▸ **Consigne 1**
Recopiez le passage du texte sur le groupe de surf music qui commence aux mots « Un texte de » et s'arrête après « que 8 compilations. ».

Un texte de Louis Bonneville
Ce groupe emblématique du surf music, issu de la côte ouest-américaine, connut un succès monstre dans le créneau rock instrumental au cours des années soixante. À cet égard, il devint le plus grand vendeur de disques de l’histoire de ce genre. Ces musiciens, à l’aurore de leur carrière, étaient probablement absolument lucides de leur immense popularité. Et, va savoir ! peut-être désiraient-ils appliquer à la lettre le vieux proverbe français : il faut battre le fer pendant qu’il est chaud... Serait-ce avec ce genre de visée à l’esprit que cette formation réussit à faire paraitre, dans la première décennie faste de son parcours, cette quantité vertigineuse d’albums ? On en compte 31 en studios, 7 en spectacles ainsi que 8 compilations.
À dire vrai, je ne me suis jamais aventuré dans l’écoute de l’ensemble de ces disques, d’autant plus qu’il m’arrive d’en trouver un certain nombre d’un intérêt moindre. Par contre, certains du lot ne me laissent vraiment pas indifférent, comme celui nommé Walk, Don't Run Vol. 2. Ce microsillon, le dernier de trois que le groupe commercialisa en 1964, était leur seizième en carrière et la suite de leur premier album réalisé en 1960. Ce puissant disque s’amorce sur une reprise époustouflante de The House of the Rising Sun qui aurait pu faire rougir de jalousie le groupe The Animals ; il venait d’ailleurs, quelques mois à peine auparavant, de placer en première place des palmarès de l’Amérique du Nord et de l’Angleterre, leur propre version de cette chanson folklorique.
Les 12 pièces gravées sur cet album sont, pour la moitié, présentées comme des compositions du groupe, et ce, même si à l’occasion on reconnait des riffs très empruntés : Night Train est pratiquement un copié/collé de celui de Lucille de Little Richard. Ces compositions, qui ne reflètent pas toujours une originalité exemplaire, eurent néanmoins le mérite d’avoir été baptisées par des noms passablement désopilants, tel que : Peach Fuzz, Pedal Pusher et The Creeper.
À cette même époque, le groupe opéra un changement sonore marquant par l’arrivée de nouveaux modèles d’instruments. Les guitares Fender Jazzmaster, Fender Stratocaster, Gibson ES-335 et ainsi que la basse Fender Precision furent toutes remplacées par une série d’instruments conçus spécialement pour le groupe par la compagnie californienne Mosrite Guitars. Cette série, portant tout simplement le nom de The Ventures Models, vit le jour en 1963. Ces guitares, ainsi que la basse, furent toutes équipées de massifs pickups à simple bobinage rappelant le modèle légendaire P-90 de Gibson. Quelque part entre 1963 et 1964, les amplificateurs de fabrications japonaises de marque Guyatone qu’utilisaient les deux guitaristes furent remplacés par des modèles Fender, qui semblent être des Blonde Showman de 1963 de type piggy back avec un speaker 15", d’une puissance de 100 watts. Pour sa part, Bob Bogel, guitariste pour le groupe dans un premier temps et devenu par la suite le bassiste, utilisait probablement à ce moment un ampli Fender de modèle Blonde Bassman de 1963 de type piggy back avec deux speakers 10", d’une puissance de 50 watts. Le batteur Mel Taylor jouait sur les batteries de marque Gretsch.

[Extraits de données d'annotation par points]
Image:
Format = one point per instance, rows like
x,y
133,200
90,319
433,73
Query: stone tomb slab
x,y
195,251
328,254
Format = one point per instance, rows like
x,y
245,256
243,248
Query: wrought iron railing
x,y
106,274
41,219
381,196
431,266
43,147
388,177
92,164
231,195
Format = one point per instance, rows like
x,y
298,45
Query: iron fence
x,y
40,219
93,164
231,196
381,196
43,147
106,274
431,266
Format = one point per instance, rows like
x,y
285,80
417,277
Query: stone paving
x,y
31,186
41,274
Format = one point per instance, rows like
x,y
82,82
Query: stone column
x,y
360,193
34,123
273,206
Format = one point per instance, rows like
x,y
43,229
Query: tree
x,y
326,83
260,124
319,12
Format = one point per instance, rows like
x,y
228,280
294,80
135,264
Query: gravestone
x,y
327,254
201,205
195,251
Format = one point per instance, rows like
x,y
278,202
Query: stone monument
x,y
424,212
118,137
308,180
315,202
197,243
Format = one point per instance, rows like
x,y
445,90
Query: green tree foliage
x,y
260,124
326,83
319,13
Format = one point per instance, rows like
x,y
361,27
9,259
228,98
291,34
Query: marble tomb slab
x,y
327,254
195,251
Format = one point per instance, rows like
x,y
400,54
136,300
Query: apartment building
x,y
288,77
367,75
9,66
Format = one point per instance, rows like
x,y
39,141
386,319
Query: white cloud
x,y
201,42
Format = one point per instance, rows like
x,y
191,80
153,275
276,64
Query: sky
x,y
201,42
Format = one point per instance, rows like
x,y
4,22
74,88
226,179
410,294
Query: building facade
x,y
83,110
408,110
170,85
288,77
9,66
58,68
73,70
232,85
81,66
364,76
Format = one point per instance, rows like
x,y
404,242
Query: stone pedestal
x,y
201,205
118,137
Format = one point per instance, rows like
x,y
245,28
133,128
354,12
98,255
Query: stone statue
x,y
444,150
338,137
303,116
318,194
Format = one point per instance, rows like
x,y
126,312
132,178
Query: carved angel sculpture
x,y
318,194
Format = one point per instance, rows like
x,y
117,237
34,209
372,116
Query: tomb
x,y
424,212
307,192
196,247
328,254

▸ **Consigne 2**
Sélectionnez toutes les lignes de la liste où figure le mot « building ».

▸ **Réponse attendue 1**
Un texte de Louis Bonneville
Ce groupe emblématique du surf music, issu de la côte ouest-américaine, connut un succès monstre dans le créneau rock instrumental au cours des années soixante. À cet égard, il devint le plus grand vendeur de disques de l’histoire de ce genre. Ces musiciens, à l’aurore de leur carrière, étaient probablement absolument lucides de leur immense popularité. Et, va savoir ! peut-être désiraient-ils appliquer à la lettre le vieux proverbe français : il faut battre le fer pendant qu’il est chaud... Serait-ce avec ce genre de visée à l’esprit que cette formation réussit à faire paraitre, dans la première décennie faste de son parcours, cette quantité vertigineuse d’albums ? On en compte 31 en studios, 7 en spectacles ainsi que 8 compilations.

▸ **Réponse attendue 2**
Query: apartment building
Query: building facade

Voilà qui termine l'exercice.